YOUR TASK –
Where the listing below has a line containing "Expected: one point per instance of the white front", output that line and all lines after it, verbatim, and no others.

ENTRIES PROVIDED –
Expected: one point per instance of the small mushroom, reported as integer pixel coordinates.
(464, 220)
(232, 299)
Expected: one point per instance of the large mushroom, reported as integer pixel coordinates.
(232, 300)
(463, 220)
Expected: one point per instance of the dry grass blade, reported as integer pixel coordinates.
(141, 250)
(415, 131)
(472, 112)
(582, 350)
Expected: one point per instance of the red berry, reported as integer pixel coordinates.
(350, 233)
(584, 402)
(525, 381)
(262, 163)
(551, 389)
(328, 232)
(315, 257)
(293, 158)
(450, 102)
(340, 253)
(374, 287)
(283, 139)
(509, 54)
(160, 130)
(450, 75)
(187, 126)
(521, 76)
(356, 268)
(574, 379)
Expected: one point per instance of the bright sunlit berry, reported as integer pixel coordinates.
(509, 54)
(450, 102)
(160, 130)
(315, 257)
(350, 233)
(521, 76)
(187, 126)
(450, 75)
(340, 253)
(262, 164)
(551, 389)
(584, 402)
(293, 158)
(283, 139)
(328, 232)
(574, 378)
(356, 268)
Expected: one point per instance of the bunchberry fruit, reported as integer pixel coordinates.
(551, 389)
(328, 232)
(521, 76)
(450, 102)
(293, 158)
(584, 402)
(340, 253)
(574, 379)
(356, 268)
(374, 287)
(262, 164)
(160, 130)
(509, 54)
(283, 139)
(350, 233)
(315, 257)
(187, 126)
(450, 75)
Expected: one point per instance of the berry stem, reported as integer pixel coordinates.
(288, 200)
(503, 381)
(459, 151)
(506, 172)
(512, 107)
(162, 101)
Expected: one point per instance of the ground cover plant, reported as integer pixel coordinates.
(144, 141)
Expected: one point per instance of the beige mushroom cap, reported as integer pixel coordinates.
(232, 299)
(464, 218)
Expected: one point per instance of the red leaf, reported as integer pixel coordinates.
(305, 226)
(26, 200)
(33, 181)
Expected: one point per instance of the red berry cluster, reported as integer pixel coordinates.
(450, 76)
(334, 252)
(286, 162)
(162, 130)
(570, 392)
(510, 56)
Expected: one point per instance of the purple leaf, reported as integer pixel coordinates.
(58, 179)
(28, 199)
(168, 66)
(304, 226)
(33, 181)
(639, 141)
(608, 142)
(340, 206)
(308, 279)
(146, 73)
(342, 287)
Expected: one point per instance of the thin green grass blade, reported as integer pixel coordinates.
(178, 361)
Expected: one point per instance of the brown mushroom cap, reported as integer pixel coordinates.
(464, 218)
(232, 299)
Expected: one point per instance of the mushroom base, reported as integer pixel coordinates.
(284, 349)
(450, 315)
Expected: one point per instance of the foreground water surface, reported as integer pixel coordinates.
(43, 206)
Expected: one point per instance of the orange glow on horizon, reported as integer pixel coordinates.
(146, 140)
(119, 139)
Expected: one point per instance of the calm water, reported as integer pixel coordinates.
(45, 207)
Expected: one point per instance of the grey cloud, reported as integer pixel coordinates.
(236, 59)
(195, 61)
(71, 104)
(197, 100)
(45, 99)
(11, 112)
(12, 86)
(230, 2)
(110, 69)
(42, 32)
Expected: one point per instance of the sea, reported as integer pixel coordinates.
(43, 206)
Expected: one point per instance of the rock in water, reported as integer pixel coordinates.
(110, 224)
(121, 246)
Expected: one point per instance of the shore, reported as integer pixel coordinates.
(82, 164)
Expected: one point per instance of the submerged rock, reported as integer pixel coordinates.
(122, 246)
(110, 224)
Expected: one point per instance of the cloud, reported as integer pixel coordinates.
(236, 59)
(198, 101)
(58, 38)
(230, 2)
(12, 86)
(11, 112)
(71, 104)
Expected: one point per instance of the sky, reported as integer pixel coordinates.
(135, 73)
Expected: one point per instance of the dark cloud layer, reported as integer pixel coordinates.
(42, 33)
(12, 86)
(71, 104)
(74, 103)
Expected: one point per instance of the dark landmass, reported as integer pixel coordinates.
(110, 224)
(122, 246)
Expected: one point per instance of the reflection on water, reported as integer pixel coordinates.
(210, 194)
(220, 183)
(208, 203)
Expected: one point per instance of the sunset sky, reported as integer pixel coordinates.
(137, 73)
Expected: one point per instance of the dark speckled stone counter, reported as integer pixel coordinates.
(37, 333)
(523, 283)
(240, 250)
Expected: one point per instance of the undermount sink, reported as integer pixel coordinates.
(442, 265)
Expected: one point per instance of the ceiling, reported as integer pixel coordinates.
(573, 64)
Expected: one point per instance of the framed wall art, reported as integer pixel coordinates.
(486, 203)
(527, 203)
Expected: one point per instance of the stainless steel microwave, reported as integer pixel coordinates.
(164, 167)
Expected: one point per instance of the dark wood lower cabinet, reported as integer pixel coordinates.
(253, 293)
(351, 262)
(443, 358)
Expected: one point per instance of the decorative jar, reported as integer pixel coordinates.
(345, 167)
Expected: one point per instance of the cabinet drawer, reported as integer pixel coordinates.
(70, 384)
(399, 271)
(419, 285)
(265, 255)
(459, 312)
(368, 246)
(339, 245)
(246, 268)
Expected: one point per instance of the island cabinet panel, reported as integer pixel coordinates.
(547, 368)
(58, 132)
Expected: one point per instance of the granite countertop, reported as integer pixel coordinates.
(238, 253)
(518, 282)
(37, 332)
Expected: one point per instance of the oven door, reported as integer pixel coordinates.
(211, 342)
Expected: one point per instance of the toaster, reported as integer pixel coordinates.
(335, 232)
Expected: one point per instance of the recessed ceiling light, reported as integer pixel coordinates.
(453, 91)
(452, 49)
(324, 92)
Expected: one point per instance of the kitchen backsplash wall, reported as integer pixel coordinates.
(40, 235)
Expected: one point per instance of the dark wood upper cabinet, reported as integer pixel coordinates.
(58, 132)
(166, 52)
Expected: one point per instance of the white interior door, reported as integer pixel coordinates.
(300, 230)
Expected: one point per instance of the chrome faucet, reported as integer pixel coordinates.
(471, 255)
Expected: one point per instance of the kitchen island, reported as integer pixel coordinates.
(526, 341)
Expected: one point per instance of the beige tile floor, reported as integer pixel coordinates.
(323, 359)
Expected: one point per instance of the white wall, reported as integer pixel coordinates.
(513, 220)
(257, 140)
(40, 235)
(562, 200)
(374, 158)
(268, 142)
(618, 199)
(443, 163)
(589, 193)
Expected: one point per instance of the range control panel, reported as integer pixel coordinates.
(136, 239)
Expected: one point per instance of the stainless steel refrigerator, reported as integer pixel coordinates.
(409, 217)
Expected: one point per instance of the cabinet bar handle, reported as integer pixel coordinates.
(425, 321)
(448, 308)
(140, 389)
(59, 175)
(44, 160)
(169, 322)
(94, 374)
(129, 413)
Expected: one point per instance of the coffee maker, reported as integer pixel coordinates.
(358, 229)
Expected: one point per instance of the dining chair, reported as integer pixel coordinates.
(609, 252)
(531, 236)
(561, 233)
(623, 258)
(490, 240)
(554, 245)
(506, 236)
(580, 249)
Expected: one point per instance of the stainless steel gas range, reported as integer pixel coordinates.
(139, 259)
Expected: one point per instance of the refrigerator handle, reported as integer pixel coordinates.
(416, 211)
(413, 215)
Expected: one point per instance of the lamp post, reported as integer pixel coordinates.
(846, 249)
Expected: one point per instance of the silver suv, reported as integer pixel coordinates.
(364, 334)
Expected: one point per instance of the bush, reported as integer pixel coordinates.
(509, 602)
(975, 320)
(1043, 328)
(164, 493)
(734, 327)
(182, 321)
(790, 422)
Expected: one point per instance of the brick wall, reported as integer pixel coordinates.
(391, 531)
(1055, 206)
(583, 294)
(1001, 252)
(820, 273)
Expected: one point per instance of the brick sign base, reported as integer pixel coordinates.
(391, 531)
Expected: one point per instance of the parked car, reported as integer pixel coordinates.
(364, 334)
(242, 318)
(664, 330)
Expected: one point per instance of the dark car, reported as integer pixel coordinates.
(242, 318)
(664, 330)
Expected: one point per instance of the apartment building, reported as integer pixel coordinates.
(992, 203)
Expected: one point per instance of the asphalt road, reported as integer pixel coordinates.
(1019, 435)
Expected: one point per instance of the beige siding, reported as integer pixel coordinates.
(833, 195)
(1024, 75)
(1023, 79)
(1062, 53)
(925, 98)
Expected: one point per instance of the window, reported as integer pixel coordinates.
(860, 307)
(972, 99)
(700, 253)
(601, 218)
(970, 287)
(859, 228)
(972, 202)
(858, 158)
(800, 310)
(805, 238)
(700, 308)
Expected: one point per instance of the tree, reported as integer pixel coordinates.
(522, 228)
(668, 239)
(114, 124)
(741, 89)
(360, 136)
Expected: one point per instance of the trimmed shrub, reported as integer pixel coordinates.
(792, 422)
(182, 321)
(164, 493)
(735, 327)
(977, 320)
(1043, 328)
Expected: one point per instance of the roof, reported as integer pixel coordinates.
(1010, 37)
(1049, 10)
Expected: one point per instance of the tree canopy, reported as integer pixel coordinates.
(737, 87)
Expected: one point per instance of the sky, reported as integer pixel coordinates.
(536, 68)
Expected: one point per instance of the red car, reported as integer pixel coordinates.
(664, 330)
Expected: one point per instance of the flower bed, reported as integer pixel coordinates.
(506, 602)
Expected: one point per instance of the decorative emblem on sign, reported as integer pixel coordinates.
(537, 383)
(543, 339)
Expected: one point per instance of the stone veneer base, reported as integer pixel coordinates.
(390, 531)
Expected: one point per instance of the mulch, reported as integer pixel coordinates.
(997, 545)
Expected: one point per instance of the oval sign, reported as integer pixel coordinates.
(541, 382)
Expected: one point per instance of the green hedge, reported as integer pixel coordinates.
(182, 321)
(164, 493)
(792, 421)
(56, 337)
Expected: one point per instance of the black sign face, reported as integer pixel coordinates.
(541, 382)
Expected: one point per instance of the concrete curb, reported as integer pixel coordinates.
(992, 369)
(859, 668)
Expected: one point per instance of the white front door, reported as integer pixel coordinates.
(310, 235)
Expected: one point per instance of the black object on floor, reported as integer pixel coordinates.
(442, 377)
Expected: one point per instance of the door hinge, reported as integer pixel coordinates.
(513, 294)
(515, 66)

EXERCISE RESPONSE –
Expected: one point per instance of the white front door, reported as integer pixel coordinates.
(310, 235)
Expected: one point per instance of the black object on floor, reported as integer pixel coordinates.
(442, 377)
Expected: one point per instance of the door hinge, reported as integer pixel coordinates.
(513, 294)
(515, 66)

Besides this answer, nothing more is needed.